▸ **DOCUMENT SEGMENT**
-=-=-=-=-

William Whaley Hall (September 6, 1941 – March 7, 2015) was an American football offensive tackle in the National Football League (NFL) for the Dallas Cowboys. He also was a member of the Philadelphia Bulldogs in the Continental Football League. He played college football at the University of Mississippi.

Early years
Hall attended Hewitt-Trussville High School, where he played football (tackle and fullback) and baseball (pitcher). He accepted a football scholarship from the University of Mississippi.

In 1962, he was a two-way tackle on a team that went undefeated (10-0), won a Southeastern Conference title and a share of the national championship. 

As a senior, he was named co-captain of a team that repeated as Southeastern Conference champions and played in the 1964 Sugar Bowl. He was voted as the SEC Most Outstanding Lineman by the Birmingham Touchdown Club. He played three seasons, helping his team achieve a 26-3-2 record and receive invitations to two Sugar Bowls and one Cotton Bowl.

In 1995, he was inducted into the Ole Miss Sports Hall of Fame.

-=-=-=-=-

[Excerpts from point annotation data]
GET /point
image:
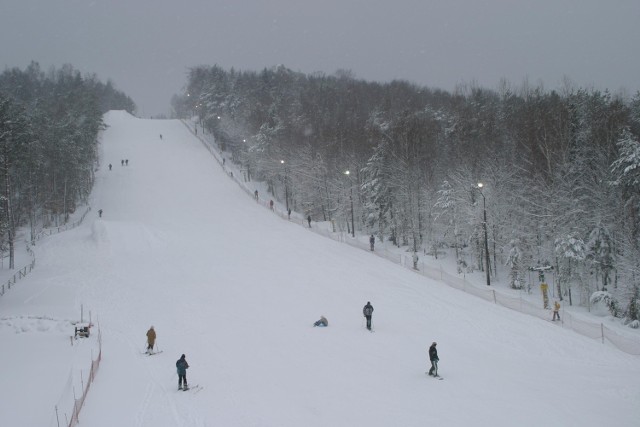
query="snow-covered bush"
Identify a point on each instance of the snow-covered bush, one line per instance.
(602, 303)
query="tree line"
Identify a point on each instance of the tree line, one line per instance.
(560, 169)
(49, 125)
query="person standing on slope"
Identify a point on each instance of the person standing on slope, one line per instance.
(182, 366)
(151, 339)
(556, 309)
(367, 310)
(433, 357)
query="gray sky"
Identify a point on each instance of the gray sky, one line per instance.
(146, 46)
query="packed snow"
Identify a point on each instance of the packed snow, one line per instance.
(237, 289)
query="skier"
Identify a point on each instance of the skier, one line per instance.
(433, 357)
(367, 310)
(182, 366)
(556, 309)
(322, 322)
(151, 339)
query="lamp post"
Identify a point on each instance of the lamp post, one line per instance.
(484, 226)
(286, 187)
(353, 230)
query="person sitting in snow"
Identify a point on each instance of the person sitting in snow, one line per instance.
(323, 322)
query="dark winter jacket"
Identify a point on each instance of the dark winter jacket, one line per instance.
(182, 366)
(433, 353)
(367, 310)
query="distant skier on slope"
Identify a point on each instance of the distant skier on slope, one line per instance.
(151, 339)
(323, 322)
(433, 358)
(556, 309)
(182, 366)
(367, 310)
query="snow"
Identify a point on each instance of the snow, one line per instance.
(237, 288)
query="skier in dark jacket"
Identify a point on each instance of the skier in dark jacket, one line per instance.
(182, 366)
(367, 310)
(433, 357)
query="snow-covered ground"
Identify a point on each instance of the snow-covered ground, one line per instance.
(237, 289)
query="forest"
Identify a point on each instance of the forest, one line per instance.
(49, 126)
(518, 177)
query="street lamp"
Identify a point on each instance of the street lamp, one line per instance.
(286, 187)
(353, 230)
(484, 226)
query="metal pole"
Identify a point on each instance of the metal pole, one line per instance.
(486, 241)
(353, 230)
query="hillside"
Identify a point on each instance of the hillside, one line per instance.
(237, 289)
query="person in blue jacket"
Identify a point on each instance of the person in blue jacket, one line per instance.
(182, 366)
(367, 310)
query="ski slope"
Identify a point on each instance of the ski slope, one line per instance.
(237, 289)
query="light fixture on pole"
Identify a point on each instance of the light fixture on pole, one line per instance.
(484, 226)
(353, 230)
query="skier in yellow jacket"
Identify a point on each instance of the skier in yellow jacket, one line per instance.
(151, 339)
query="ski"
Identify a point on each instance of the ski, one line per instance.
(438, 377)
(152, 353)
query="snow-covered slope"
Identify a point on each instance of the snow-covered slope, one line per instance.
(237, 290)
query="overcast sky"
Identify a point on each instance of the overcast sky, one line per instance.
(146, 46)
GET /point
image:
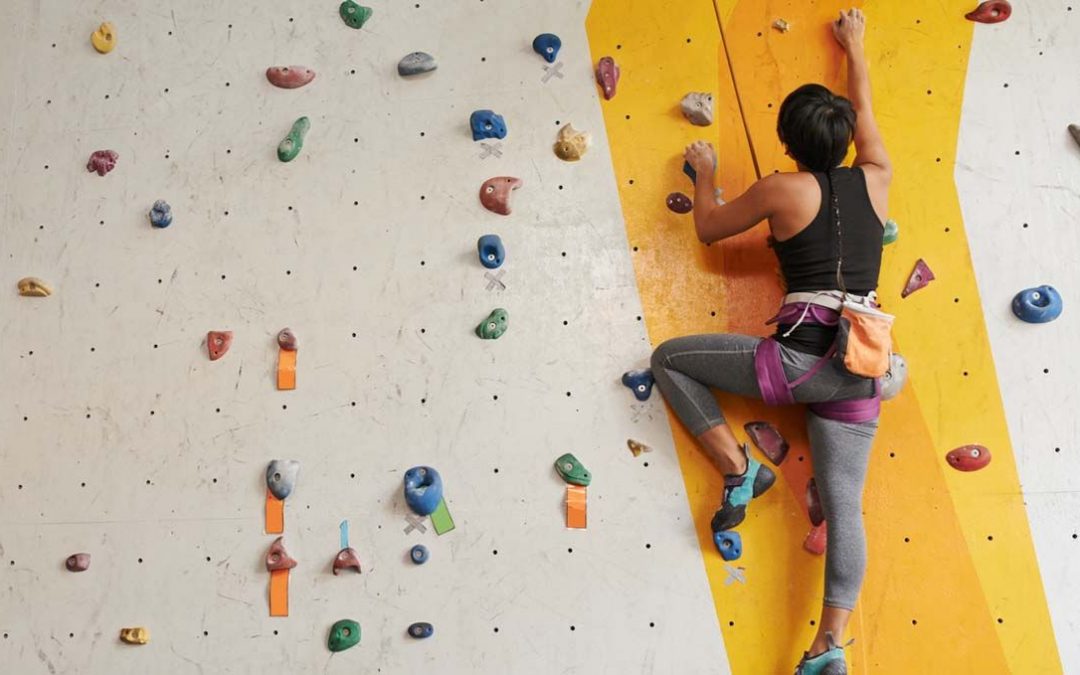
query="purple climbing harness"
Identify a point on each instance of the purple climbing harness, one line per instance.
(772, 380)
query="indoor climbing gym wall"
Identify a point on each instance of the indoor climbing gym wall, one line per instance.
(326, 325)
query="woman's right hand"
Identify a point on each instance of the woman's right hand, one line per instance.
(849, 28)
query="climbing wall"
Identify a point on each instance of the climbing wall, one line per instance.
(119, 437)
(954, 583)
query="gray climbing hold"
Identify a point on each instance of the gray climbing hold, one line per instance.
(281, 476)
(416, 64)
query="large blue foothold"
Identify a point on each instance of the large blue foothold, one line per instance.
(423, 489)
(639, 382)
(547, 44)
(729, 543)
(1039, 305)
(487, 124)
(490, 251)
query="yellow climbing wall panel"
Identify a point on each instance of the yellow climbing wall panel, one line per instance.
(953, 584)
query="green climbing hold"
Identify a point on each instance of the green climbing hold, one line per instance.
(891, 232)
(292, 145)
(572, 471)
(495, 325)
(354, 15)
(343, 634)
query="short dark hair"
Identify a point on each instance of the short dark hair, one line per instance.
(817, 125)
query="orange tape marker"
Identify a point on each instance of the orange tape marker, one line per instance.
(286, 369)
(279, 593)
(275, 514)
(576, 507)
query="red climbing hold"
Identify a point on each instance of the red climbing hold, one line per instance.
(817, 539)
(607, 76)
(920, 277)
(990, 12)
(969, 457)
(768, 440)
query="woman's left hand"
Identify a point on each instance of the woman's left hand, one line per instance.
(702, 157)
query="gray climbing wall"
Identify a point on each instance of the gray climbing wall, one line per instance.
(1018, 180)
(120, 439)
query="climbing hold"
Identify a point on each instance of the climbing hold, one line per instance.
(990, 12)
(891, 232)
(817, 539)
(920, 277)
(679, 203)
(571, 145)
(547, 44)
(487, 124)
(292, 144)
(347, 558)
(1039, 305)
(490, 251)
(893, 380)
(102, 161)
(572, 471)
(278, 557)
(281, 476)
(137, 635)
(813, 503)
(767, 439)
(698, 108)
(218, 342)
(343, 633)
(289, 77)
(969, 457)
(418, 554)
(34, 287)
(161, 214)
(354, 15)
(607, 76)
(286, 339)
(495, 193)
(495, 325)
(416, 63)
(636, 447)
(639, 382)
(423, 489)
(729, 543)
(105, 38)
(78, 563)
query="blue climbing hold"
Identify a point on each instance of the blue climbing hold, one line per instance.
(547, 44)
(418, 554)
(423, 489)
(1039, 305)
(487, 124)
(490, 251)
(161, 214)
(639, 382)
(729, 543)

-=-=-=-=-

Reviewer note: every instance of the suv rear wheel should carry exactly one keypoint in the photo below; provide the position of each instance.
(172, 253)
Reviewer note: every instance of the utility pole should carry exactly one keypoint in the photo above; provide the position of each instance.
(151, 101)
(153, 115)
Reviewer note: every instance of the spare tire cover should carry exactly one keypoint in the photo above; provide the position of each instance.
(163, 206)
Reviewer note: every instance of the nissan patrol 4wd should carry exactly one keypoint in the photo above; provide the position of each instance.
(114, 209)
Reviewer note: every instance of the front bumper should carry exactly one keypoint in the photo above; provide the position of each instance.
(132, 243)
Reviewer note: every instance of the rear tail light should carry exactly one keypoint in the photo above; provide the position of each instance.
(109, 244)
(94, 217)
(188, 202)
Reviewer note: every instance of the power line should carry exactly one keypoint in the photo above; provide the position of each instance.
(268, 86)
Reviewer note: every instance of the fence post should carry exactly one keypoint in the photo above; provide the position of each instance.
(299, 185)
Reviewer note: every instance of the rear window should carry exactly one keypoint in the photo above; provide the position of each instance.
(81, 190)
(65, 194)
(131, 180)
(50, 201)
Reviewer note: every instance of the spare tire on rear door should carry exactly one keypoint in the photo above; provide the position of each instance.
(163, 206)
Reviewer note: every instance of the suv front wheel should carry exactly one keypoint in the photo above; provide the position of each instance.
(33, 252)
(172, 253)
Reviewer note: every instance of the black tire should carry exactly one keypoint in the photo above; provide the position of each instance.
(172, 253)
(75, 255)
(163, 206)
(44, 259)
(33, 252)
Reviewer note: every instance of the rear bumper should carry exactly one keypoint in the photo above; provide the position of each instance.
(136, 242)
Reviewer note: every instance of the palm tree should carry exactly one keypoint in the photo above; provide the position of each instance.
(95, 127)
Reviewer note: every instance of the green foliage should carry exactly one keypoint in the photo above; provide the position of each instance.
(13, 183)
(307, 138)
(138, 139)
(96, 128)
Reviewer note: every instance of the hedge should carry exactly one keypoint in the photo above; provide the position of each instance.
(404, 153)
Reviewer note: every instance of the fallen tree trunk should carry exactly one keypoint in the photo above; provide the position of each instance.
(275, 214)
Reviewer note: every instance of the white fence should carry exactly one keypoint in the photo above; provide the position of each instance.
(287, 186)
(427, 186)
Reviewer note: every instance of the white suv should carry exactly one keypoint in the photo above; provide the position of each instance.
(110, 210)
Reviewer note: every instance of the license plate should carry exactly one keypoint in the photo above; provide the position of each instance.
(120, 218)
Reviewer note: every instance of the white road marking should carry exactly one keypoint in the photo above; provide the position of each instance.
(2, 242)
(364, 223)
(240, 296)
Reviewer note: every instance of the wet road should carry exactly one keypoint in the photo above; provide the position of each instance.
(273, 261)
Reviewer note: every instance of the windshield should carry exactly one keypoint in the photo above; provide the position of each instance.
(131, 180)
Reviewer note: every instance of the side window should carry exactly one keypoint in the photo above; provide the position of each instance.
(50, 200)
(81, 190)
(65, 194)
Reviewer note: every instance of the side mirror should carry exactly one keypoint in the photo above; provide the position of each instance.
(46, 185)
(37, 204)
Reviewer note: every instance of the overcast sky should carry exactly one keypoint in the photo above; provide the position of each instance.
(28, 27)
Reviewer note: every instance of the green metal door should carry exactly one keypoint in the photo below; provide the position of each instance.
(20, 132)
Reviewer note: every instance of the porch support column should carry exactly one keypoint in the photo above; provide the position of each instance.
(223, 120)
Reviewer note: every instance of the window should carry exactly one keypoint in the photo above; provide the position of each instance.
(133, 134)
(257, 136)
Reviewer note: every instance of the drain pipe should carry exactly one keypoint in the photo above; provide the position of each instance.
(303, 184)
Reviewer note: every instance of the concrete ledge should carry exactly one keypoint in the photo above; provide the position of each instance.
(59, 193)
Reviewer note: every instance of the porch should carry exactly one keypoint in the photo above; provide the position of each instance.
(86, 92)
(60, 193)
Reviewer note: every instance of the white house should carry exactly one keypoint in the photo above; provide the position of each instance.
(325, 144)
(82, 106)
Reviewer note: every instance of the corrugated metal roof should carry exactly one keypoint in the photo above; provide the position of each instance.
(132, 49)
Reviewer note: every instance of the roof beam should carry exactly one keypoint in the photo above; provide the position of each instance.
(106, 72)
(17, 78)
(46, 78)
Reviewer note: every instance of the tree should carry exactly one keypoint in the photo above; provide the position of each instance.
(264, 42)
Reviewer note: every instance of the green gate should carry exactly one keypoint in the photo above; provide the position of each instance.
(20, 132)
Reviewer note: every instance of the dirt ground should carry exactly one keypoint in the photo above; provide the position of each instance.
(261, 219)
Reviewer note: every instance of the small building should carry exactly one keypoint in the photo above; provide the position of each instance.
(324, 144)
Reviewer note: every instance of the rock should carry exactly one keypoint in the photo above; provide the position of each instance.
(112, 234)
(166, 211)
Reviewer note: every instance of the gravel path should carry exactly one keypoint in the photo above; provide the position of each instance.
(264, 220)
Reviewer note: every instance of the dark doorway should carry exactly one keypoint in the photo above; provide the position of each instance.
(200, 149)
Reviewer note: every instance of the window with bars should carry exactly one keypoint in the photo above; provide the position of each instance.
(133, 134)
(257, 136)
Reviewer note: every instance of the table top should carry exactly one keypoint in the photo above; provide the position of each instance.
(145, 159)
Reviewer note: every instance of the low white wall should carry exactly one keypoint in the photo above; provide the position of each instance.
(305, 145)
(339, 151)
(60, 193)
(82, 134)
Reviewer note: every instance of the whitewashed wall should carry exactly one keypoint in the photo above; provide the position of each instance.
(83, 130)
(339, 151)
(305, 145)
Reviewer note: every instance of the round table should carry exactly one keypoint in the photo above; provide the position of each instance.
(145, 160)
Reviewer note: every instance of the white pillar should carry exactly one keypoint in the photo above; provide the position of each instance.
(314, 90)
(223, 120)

-=-=-=-=-

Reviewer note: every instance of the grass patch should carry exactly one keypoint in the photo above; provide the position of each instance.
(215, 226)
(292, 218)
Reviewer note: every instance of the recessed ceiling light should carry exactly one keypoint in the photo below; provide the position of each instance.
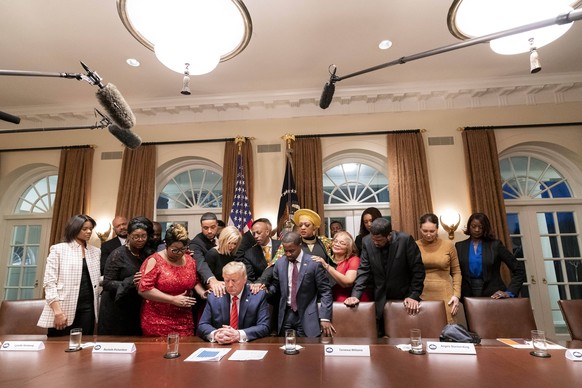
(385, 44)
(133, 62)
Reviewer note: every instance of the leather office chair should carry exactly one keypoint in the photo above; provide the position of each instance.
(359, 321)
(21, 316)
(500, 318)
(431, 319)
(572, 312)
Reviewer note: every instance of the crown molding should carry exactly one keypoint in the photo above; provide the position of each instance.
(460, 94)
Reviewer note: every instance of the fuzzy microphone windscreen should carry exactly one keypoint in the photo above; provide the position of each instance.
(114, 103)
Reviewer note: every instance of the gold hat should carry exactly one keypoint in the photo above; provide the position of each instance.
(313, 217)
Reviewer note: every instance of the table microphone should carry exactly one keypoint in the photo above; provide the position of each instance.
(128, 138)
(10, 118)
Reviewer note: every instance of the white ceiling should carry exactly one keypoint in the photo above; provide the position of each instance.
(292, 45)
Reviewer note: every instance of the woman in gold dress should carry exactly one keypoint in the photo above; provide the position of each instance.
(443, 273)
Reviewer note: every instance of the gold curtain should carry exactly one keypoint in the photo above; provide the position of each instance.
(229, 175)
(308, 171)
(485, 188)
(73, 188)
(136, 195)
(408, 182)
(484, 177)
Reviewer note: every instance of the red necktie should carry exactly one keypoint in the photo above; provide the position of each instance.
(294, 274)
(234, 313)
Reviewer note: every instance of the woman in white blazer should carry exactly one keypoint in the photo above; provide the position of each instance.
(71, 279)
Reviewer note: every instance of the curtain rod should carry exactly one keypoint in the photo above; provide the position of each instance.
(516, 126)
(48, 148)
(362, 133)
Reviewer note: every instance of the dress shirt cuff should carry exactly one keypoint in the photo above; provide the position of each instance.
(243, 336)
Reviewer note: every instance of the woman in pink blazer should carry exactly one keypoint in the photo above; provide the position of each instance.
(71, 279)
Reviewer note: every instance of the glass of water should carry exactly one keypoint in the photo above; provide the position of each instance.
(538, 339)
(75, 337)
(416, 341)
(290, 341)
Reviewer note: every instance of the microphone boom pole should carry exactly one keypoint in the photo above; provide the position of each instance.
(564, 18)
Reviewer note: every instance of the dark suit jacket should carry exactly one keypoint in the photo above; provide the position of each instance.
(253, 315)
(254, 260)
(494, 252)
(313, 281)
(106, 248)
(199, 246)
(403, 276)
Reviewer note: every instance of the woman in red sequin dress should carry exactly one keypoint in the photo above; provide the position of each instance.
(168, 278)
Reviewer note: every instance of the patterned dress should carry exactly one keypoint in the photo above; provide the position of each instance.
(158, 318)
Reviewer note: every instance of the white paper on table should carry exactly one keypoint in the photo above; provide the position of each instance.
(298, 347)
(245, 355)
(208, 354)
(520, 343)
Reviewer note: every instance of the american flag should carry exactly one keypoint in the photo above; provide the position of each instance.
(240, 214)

-=-=-=-=-

Write what comes next in the biography of football player William Whaley Hall, picking up after its last sentence. You can complete the work without the records.

▸ **SOLVED PROBLEM**
Professional career

Dallas Cowboys
Hall was selected by the Dallas Cowboys in the fourth round (48th overall) of the 1963 NFL Draft with a future draft pick, which allowed the team to draft him before his college eligibility was over. In 1964, he made the team as a backup offensive guard, but did not play a down as a rookie. He was released before the start of the 1965 season.

Philadelphia Bulldogs (CFL)
In 1965, he signed with the Philadelphia Bulldogs of the Continental Football League. The next year, he helped the team win the league's championship.

Personal life
Whaley died on March 7, 2015, after an extended illness at age 73.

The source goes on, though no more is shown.